**Work instructions:** Extract the complete data exactly as given.

**Data:**
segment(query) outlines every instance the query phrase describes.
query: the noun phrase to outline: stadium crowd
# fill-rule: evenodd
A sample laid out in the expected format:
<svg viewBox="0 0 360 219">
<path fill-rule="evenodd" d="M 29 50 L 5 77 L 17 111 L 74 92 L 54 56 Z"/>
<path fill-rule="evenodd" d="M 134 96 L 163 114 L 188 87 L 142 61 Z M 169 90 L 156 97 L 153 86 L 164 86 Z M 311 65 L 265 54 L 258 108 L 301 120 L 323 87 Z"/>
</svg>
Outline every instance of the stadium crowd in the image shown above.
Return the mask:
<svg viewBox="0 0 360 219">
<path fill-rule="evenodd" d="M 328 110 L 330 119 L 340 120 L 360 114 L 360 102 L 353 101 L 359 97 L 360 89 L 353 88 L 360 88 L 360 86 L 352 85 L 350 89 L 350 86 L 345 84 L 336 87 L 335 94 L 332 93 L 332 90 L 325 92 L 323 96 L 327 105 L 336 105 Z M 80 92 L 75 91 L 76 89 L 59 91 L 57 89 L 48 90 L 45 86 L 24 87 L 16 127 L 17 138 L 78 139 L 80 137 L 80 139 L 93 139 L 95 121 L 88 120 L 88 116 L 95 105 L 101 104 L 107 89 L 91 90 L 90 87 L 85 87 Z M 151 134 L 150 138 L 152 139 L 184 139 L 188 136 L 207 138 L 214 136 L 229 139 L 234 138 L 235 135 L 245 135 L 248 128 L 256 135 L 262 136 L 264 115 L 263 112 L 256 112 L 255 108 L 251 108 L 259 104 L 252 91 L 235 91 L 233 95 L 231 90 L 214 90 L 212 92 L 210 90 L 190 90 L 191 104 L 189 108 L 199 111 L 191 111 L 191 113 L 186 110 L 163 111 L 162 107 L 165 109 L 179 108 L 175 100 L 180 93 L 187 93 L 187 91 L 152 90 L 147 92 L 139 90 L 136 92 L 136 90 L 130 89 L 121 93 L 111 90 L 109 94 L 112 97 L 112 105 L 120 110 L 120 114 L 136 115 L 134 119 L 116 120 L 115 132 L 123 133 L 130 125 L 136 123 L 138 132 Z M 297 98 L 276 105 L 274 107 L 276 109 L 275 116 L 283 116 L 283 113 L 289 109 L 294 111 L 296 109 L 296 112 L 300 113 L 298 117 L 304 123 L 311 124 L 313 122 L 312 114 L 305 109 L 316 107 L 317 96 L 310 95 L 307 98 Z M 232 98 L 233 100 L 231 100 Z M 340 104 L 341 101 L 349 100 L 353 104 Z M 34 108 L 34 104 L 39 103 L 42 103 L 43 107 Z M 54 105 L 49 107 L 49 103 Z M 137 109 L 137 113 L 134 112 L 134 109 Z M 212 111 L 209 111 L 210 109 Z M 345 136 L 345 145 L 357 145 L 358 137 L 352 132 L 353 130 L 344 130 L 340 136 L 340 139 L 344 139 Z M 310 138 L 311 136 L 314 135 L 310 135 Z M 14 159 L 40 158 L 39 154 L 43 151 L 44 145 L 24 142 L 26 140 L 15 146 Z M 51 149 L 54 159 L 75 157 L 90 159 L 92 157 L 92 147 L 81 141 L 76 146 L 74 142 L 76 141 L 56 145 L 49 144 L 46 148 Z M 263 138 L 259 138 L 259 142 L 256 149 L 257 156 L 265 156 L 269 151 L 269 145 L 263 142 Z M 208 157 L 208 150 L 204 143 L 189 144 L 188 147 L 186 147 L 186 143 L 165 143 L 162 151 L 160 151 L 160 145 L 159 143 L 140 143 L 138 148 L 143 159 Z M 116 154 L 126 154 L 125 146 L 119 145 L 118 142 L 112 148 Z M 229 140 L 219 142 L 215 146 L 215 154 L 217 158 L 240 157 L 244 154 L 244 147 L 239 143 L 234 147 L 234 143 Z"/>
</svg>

**Response area:**
segment(query) outlines every instance the query phrase describes.
query: the noun phrase to outline: stadium crowd
# fill-rule: evenodd
A sample laid out in the expected format:
<svg viewBox="0 0 360 219">
<path fill-rule="evenodd" d="M 29 50 L 5 77 L 17 111 L 74 92 L 54 56 Z"/>
<path fill-rule="evenodd" d="M 134 96 L 163 114 L 188 87 L 142 61 Z M 169 90 L 156 97 L 153 86 L 164 86 Z M 311 65 L 265 54 L 258 108 L 301 120 L 323 87 Z"/>
</svg>
Outline every instance of the stadium crowd in the image shown above.
Return the mask:
<svg viewBox="0 0 360 219">
<path fill-rule="evenodd" d="M 328 110 L 330 119 L 340 120 L 360 114 L 360 102 L 353 101 L 359 97 L 360 89 L 353 88 L 360 88 L 360 86 L 352 85 L 350 89 L 350 86 L 345 84 L 336 87 L 335 94 L 332 93 L 332 90 L 325 92 L 323 96 L 327 105 L 336 105 Z M 80 92 L 75 91 L 76 89 L 59 91 L 57 89 L 48 90 L 45 86 L 24 87 L 16 127 L 17 138 L 78 139 L 80 137 L 80 139 L 93 139 L 95 121 L 88 120 L 88 116 L 95 105 L 101 104 L 107 89 L 91 90 L 90 87 L 85 87 Z M 151 134 L 150 138 L 152 139 L 184 139 L 188 136 L 207 138 L 214 136 L 229 139 L 234 138 L 235 135 L 245 135 L 248 128 L 256 135 L 262 136 L 264 115 L 263 112 L 256 112 L 255 108 L 251 108 L 259 104 L 252 91 L 235 91 L 233 95 L 231 90 L 214 90 L 212 92 L 210 90 L 190 90 L 191 104 L 189 108 L 199 111 L 191 111 L 191 113 L 186 110 L 163 111 L 162 107 L 165 109 L 179 108 L 175 100 L 180 93 L 187 93 L 187 91 L 152 90 L 147 92 L 139 90 L 136 92 L 136 90 L 130 89 L 121 93 L 111 90 L 109 94 L 112 97 L 112 105 L 120 110 L 120 114 L 136 115 L 134 119 L 116 120 L 115 132 L 123 133 L 130 125 L 136 123 L 138 132 Z M 297 98 L 276 105 L 274 107 L 276 109 L 275 116 L 283 116 L 283 113 L 289 109 L 294 111 L 296 109 L 296 112 L 300 113 L 298 117 L 304 123 L 311 124 L 313 122 L 312 114 L 305 109 L 316 107 L 317 96 L 310 95 L 307 98 Z M 232 98 L 233 100 L 231 100 Z M 340 104 L 341 101 L 349 100 L 353 104 Z M 34 108 L 34 104 L 39 103 L 42 103 L 43 107 Z M 54 105 L 49 107 L 49 103 Z M 137 109 L 137 113 L 134 112 L 134 109 Z M 212 111 L 209 111 L 210 109 Z M 345 136 L 345 145 L 357 145 L 358 137 L 352 132 L 353 130 L 344 130 L 340 136 L 340 139 L 344 139 Z M 310 138 L 311 136 L 314 135 L 310 135 Z M 14 159 L 40 158 L 39 154 L 43 151 L 44 145 L 24 142 L 26 140 L 15 146 Z M 51 149 L 54 159 L 75 157 L 90 159 L 92 157 L 92 147 L 81 141 L 76 146 L 74 142 L 76 141 L 56 145 L 49 144 L 46 148 Z M 263 138 L 259 138 L 259 142 L 256 149 L 257 156 L 265 156 L 269 151 L 269 145 L 263 142 Z M 208 157 L 208 150 L 204 143 L 189 144 L 188 147 L 186 147 L 186 143 L 165 143 L 162 151 L 160 151 L 160 145 L 159 143 L 140 143 L 138 148 L 143 159 Z M 116 154 L 126 154 L 125 146 L 119 145 L 118 142 L 112 148 Z M 229 140 L 219 142 L 215 146 L 215 154 L 217 158 L 240 157 L 244 154 L 244 147 L 239 143 L 234 147 L 234 143 Z"/>
</svg>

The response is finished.